*The task*:
Each line of the records is to be returned verbatim, with the images omitted.

Referring expression pointing data:
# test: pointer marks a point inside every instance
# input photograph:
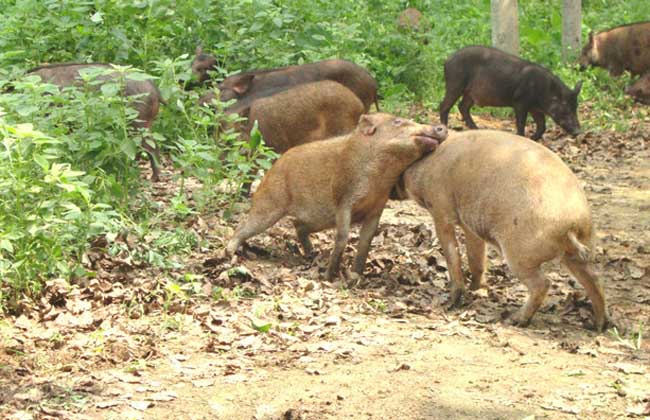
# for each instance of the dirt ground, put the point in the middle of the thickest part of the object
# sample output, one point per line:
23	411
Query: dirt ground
266	338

*Response to this exercise*:
# test: pointer marks a point inside every instance
# input photograph:
# for each instance of the dirt ground, put the point in the middle of the thickest part of the object
# sample output, one point per line:
23	411
Query: dirt ground
266	338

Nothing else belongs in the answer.